Source records
▽
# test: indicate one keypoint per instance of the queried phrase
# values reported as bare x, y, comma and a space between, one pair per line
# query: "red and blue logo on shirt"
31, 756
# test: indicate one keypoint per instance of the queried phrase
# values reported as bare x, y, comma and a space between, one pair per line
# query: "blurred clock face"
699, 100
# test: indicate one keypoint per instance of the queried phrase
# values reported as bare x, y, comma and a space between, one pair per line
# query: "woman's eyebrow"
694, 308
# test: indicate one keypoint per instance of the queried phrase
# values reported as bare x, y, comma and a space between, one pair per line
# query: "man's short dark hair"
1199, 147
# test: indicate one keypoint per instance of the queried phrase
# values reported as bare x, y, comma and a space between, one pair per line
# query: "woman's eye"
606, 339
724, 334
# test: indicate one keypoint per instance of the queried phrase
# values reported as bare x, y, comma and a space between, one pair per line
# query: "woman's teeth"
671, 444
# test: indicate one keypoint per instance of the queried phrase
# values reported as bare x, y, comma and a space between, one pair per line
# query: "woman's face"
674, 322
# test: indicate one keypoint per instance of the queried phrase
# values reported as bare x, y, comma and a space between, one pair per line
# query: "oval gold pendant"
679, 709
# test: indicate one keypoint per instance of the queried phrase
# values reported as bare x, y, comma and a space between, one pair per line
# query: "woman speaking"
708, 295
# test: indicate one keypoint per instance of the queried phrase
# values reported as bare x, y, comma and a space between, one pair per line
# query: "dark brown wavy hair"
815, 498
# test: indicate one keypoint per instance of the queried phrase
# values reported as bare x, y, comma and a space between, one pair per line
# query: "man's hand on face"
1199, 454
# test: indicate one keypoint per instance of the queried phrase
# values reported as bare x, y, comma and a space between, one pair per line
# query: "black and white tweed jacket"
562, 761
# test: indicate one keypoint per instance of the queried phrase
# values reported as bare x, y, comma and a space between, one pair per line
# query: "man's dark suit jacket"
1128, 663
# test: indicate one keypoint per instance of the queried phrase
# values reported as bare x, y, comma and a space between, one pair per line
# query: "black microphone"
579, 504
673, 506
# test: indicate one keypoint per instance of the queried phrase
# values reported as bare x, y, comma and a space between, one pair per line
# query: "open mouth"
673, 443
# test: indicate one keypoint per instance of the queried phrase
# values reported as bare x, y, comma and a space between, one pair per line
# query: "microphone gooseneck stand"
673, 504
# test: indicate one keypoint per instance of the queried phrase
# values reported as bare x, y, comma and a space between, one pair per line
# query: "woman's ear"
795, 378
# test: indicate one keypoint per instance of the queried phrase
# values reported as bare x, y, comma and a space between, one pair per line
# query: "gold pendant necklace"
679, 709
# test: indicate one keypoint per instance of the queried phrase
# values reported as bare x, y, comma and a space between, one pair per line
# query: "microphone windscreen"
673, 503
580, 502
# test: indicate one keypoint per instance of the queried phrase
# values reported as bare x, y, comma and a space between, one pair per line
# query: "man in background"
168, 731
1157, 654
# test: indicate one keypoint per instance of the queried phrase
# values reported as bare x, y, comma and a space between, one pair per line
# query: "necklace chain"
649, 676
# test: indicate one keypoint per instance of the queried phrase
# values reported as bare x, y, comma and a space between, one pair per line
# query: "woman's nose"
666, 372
△
▽
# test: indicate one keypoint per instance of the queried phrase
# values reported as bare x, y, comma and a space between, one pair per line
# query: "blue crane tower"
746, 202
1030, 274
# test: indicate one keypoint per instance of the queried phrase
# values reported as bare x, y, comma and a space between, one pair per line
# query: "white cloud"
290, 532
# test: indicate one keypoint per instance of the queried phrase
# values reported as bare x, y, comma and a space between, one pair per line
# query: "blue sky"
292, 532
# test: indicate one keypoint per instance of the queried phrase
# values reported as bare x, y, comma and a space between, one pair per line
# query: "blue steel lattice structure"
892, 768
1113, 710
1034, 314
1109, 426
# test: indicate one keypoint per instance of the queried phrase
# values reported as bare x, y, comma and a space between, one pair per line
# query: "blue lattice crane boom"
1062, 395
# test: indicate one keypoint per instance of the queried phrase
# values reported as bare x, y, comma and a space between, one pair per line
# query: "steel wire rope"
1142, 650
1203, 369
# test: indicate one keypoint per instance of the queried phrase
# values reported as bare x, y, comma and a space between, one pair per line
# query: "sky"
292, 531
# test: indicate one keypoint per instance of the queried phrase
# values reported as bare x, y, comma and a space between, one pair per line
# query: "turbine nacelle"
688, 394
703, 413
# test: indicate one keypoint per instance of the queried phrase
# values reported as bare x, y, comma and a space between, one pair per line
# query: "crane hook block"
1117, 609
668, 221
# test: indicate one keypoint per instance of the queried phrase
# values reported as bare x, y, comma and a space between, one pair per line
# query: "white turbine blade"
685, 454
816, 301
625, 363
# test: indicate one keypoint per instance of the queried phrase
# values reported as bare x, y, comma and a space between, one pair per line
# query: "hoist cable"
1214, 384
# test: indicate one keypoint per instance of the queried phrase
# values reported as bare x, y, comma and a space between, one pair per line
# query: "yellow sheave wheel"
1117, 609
△
*What you will do*
Extract every line of the listing above that contains the word "steel", matching case exactly.

*Task result*
# query: "blue steel lattice structure"
# query: "steel wire rope"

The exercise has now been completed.